- TAREFA: Copie por inteiro, sem mudar nada, o texto abaixo sobre a ONG e a campanha Setembro Amarelo.

- TEXTO:
++++++++++++++++++++
Atualmente, a ONG possui 14 voluntários, com atendimento médio de oito
pacientes por dia, chegando a cerca de 160 pessoas por mês. As estratégias de
prevenção e conscientização utilizadas são os grupos de apoio, atendimento
psicológico e psiquiátrico, apoio familiar, trabalhos recreativos, palestras e
cursos.
Setembro Amarelo
Iniciada
pelo Centro de Valorização da Vida, Conselho Federal de Medicina e Associação
Brasileira de Psiquiatria, a campanha Setembro Amarelo destina-se à
conscientização sobre a prevenção do suicídio. O objetivo é alertar a população
acerca da gravidade do problema no Brasil e no mundo. Desde 2015, a
campanha ocorre em setembro, por meio de ampla divulgação de informações. A
iniciativa ganha força no dia 10 do referido mês, data definida mundialmente
como o Dia de Prevenção ao Suicídio.
++++++++++++++++++++
Itens de uma fonte de dados
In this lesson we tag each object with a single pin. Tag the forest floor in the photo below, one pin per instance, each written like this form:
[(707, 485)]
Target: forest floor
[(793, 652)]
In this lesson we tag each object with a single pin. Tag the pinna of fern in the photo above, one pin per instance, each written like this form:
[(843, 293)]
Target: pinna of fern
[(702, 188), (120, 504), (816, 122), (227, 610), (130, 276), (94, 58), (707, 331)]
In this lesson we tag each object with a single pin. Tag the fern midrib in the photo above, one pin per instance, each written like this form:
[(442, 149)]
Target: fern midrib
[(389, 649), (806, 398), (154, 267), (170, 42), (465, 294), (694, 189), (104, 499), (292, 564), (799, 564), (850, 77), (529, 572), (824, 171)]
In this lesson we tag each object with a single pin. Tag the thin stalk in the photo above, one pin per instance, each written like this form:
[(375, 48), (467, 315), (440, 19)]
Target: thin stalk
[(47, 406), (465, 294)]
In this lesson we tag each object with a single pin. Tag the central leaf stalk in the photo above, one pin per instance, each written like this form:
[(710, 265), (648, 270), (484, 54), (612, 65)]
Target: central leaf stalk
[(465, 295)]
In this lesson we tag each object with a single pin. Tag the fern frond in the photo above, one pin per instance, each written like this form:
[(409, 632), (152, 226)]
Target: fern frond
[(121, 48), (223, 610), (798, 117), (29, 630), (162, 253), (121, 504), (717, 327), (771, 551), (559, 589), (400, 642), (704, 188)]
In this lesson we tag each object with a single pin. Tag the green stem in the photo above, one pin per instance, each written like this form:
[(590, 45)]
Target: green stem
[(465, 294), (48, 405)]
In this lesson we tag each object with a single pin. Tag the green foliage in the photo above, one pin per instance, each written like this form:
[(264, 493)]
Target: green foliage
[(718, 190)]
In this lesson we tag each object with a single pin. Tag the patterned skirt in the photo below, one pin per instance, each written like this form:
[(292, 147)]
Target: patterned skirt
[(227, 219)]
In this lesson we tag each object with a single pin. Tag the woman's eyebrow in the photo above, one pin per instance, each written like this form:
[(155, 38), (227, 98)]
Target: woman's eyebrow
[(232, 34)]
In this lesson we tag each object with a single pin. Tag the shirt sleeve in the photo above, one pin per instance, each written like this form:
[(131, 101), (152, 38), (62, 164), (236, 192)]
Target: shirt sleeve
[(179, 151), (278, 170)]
++++++++++++++++++++
- RESPOSTA:
Atualmente, a ONG possui 14 voluntários, com atendimento médio de oito
pacientes por dia, chegando a cerca de 160 pessoas por mês. As estratégias de
prevenção e conscientização utilizadas são os grupos de apoio, atendimento
psicológico e psiquiátrico, apoio familiar, trabalhos recreativos, palestras e
cursos.
Setembro Amarelo
Iniciada
pelo Centro de Valorização da Vida, Conselho Federal de Medicina e Associação
Brasileira de Psiquiatria, a campanha Setembro Amarelo destina-se à
conscientização sobre a prevenção do suicídio. O objetivo é alertar a população
acerca da gravidade do problema no Brasil e no mundo. Desde 2015, a
campanha ocorre em setembro, por meio de ampla divulgação de informações. A
iniciativa ganha força no dia 10 do referido mês, data definida mundialmente
como o Dia de Prevenção ao Suicídio.